Entries from an annotation dataset:
** Begin **

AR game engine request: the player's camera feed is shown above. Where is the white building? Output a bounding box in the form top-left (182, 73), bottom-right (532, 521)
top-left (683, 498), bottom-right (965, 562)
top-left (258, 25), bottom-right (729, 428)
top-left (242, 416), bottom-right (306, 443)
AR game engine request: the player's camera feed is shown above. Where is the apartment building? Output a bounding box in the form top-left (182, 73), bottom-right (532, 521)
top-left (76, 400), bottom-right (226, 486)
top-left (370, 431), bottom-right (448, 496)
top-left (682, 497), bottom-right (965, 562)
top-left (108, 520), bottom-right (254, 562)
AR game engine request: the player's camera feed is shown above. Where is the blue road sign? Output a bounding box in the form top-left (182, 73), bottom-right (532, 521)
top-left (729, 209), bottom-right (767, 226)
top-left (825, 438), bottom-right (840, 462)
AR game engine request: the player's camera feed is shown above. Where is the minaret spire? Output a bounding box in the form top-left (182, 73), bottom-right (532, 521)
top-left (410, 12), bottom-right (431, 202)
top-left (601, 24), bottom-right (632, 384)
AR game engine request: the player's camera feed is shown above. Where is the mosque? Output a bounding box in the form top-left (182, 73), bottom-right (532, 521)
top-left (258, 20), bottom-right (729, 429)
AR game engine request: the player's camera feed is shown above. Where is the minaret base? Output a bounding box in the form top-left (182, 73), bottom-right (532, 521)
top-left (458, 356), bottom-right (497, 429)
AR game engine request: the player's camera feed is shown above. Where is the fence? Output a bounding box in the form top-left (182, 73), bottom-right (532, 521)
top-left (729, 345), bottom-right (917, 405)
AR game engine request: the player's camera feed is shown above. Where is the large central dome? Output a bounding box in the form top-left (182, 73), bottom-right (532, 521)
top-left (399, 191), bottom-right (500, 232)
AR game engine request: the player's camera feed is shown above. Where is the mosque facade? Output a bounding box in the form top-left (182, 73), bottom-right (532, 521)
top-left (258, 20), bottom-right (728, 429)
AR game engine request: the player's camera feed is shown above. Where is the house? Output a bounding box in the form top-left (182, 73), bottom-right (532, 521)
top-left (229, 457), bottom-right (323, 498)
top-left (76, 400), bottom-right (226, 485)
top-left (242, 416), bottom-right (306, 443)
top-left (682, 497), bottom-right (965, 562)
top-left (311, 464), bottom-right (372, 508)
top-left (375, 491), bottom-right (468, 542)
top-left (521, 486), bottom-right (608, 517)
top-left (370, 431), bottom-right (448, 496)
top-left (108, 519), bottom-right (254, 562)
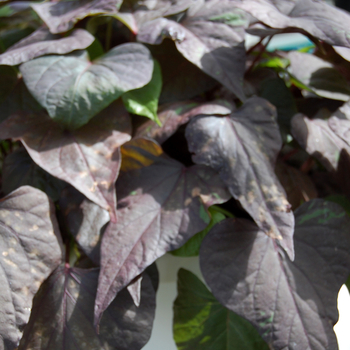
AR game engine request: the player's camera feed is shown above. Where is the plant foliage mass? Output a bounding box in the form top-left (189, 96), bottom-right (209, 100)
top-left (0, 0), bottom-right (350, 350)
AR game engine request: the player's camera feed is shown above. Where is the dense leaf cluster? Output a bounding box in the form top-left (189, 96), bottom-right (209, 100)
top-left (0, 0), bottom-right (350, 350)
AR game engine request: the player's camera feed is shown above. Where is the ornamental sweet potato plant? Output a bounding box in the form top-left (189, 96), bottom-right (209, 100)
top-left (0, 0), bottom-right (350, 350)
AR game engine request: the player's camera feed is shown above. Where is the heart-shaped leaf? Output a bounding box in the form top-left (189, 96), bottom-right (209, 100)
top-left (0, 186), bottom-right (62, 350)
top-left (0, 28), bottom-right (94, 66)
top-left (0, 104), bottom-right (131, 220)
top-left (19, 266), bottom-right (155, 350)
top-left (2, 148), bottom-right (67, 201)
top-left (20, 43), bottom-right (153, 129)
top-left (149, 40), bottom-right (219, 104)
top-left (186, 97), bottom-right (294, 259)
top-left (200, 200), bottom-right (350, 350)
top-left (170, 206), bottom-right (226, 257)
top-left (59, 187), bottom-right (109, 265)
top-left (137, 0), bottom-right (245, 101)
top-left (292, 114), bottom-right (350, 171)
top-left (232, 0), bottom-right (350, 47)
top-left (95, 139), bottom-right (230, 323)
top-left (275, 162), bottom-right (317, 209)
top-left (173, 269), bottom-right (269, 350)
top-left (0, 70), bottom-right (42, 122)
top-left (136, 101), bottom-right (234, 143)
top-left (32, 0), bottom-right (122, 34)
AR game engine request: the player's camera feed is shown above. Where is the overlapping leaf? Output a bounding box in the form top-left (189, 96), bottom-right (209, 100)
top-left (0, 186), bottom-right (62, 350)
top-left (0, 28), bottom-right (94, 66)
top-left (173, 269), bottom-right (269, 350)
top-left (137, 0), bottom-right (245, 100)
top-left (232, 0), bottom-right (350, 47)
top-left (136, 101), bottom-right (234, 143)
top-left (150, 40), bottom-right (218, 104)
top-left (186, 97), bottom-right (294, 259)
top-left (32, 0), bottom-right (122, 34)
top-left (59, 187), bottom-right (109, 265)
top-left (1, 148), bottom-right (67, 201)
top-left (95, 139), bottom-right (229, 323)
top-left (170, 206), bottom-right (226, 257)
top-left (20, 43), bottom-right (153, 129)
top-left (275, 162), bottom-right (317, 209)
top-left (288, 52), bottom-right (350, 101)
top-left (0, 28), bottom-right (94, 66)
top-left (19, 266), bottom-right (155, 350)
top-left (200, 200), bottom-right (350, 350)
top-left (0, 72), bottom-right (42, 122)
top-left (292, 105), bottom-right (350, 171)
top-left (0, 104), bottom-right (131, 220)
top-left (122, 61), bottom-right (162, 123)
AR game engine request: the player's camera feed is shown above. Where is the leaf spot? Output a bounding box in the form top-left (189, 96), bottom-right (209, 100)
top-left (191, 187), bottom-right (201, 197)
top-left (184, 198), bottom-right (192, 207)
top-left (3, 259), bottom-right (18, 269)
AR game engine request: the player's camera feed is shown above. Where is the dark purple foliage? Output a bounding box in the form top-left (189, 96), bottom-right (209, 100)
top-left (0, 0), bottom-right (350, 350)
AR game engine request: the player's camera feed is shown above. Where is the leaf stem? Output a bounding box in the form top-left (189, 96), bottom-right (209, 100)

** End **

[The exercise] Could you format the rows starting with the line containing "is the apartment" and going on through the line containing "top-left (108, 520), bottom-right (254, 562)" as a two-column CSV with the headers text and answer? Put each text with its answers, one quoted field each, and turn line breaks into spaces.

[Completed exercise]
text,answer
"AR game engine request: the player's camera feed is shown above. Where is the apartment building? Output a bounding box in the form top-left (182, 73), bottom-right (532, 521)","top-left (76, 400), bottom-right (226, 486) top-left (370, 431), bottom-right (448, 496) top-left (682, 497), bottom-right (965, 562) top-left (108, 520), bottom-right (254, 562)"